→ Supplied data
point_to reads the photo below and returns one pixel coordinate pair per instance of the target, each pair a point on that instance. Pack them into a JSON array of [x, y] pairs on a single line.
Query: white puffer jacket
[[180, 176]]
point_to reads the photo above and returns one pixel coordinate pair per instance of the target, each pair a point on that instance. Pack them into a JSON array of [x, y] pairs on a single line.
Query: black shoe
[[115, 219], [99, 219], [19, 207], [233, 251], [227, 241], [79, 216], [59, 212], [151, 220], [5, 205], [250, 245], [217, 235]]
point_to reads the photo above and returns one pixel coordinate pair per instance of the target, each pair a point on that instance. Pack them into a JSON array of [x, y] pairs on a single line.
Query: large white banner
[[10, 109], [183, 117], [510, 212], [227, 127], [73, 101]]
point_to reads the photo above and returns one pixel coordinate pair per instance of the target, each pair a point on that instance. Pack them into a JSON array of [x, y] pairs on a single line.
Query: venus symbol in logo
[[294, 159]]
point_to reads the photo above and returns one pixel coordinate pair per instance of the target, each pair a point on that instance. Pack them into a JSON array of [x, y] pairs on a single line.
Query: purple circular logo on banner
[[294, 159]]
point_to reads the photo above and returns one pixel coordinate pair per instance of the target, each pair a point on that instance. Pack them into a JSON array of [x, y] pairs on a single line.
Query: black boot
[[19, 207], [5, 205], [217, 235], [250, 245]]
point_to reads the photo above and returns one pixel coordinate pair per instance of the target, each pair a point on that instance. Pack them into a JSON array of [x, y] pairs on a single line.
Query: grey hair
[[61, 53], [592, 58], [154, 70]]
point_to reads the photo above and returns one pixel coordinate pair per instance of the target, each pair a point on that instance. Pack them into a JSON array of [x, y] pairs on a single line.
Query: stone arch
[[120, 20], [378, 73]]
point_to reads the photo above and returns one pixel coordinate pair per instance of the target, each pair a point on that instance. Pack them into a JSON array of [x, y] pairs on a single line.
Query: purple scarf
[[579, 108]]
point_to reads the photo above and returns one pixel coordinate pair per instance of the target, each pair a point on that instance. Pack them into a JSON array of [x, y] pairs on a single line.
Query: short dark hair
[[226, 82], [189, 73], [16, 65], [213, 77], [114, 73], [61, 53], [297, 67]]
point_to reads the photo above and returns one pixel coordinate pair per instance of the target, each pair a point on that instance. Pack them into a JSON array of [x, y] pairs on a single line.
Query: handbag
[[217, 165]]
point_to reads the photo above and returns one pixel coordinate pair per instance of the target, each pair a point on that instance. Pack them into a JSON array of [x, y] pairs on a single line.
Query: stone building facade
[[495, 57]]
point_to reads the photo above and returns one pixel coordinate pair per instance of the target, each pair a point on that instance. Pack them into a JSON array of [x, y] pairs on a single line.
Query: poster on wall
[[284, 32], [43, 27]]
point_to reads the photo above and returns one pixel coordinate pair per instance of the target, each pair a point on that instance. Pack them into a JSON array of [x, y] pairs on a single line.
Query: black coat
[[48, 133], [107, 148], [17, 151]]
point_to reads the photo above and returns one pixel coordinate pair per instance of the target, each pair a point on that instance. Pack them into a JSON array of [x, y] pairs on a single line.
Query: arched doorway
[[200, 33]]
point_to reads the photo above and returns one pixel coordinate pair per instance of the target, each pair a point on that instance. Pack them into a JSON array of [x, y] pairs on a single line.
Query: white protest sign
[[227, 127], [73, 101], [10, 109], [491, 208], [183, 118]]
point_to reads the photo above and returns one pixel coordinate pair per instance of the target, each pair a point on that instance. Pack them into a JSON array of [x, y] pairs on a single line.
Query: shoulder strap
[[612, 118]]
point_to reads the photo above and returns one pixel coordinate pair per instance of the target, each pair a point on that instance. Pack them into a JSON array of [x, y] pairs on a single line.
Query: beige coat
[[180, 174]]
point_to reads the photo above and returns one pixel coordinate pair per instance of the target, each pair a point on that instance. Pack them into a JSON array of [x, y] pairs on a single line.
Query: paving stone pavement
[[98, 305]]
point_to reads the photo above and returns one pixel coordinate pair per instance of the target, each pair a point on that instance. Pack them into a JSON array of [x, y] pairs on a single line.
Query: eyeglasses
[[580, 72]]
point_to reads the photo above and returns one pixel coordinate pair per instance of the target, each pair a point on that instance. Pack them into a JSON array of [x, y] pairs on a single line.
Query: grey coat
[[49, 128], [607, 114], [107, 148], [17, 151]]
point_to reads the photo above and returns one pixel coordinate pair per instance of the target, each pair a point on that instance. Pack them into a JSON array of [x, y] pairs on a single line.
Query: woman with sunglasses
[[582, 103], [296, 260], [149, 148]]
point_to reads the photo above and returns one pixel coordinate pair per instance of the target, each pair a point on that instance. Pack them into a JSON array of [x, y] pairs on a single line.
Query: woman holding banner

→ Work to be completed
The answer is every entry, copied word for word.

→ Task response
point_to reads the photo below and returns one pixel coordinate pair per instance of the target, each pair a point on that instance. Pack them into a JSON array of [x, y] pairs on a single line.
Query: white puffer jacket
[[180, 176]]
point_to reads the photo above and returns one pixel coordinate pair per instance of the target, each pair a point on that instance. Pack them into a JSON array of [x, y] pairs on a single line.
Query: black shoe
[[115, 219], [99, 219], [19, 207], [233, 251], [227, 241], [79, 216], [59, 212], [151, 220], [5, 205], [250, 245], [217, 235]]
point_to reads the photo above and returns one pixel coordinate pair per instance of the target, each pair a point on that instance. Pack them into a JSON array of [x, y] pairs on a single line.
Query: large white banner
[[10, 109], [183, 117], [510, 212], [227, 127], [73, 101]]
point_to reads the photo above and returns one pixel coordinate pair per instance of the target, each pair a point on that instance. Pack them into a JSON array of [x, y] pairs on a single line.
Query: venus symbol in logo
[[294, 159]]
point_to reads the photo above and returns one pixel coordinate pair per instance of the target, each pair a point on that instance. Pack them into a JSON array of [x, y] pairs on a single line.
Query: purple circular logo on banner
[[294, 159]]
point_to reads the photo above and returns one pixel coordinate pair per instance of the target, each pair a point on that instance. Pack them into a JSON array of [x, y] pairs on a single line.
Query: black boot
[[19, 207], [5, 205], [217, 235], [250, 245]]
point_to reads the photo above and returns one pixel coordinate pair per instance of the target, each pair a point on that instance. Pack them into a JSON array of [x, y] pairs on a single line.
Query: grey hair
[[61, 53], [592, 58], [154, 70]]
point_to reads the photo above and returns one pixel coordinate pair per instance of the target, each pair a point on that instance. Pack them into a JSON array of [x, y] pairs on a single line.
Query: stone arch
[[120, 20], [378, 73]]
point_to reads the photo above and returns one pixel coordinate pair per instance of the target, each pair a point on that instance. Pack them into a JSON array of [x, y] pairs on a single line.
Query: purple scarf
[[579, 108]]
point_to reads the photo above and returns one pixel coordinate pair per instance of the target, each pair a point on that instance. Pack them into a JSON array of [x, y] pairs on a single line.
Query: short dark hair
[[226, 82], [189, 73], [16, 65], [213, 77], [114, 73], [61, 53], [297, 67]]
point_to reads the photo above and returns one pixel coordinate pair per instance of the target, each pair a point on that instance. Pack them into a JSON array of [x, y] pairs on a single line.
Query: handbag
[[217, 165]]
point_to reads the photo above and returns one pixel coordinate pair per instance of the target, each pair a point on that instance. Pack them into a JSON array of [x, y] pairs on a single line.
Query: stone building facade
[[495, 57]]
point_to reads the photo above and returns one pixel coordinate pair per instance of the target, each pair a point on that instance. Pack them into a JSON array of [x, y] pairs on a single line.
Query: poster on wall
[[284, 32], [43, 27]]
point_to reads the photo above and returns one pixel coordinate pair per instance of the target, each pair a point on that instance. Pack them into a JSON array of [x, y] pairs on a single line.
Query: black coat
[[48, 133], [107, 148], [17, 151]]
point_to reads the photo above and returns one pixel coordinate pair per instance of the target, each pair a point on that instance. Pack them into a JSON array of [x, y] pairs on a single line.
Query: arched doorway
[[200, 33]]
point_to reads the photo above and returns one pixel coordinate pair per instance of the target, each pair a point on that instance. Pack them into a JSON array of [x, y] pairs on a single line.
Query: white protest sign
[[227, 127], [73, 101], [10, 109], [491, 208], [183, 118]]
point_to reads the photo above and returns one pixel coordinate pair per instance of the target, each pair a point on that instance. Pack them into a JSON array of [x, y] pairs on a single line.
Query: shoulder strap
[[612, 118]]
point_to reads the photo above and returns one pixel coordinate pair per instance of the target, each pair a point on that instance. Pack them into a JSON array of [x, y] pairs on a single line.
Query: beige coat
[[180, 174]]
point_to reads the photo above and returns one pixel coordinate pair per instance of the target, each pair a point on that instance. Pack them into a JSON array of [x, y] pairs on a single line.
Query: paving stone pavement
[[98, 305]]
point_to reads the photo above and returns one pixel coordinate pair per instance of the target, each pair a point on that instance. Pack them into a JSON array of [x, y] pairs on a single line.
Query: eyeglasses
[[580, 72]]
point_to reads the photo above and returns one pixel coordinate pair per instance of the target, each pair a point on that instance. Pack them into a JSON array of [x, y] pairs on a single line.
Query: grey coat
[[49, 128], [607, 114], [107, 148], [17, 151]]
point_to reads the photo above and returns one pixel coordinate pair per instance of the target, each pair a point on that instance. Pack them into a JSON array of [x, y] pairs on a single line.
Query: woman with sunglasses
[[582, 103], [296, 260], [149, 148]]
point_to reads the photo above and returns one pixel coordinate pair per instance of the target, each pair a point on that instance. Pack them into a JSON array of [x, y] pairs on a single line.
Query: woman holding banner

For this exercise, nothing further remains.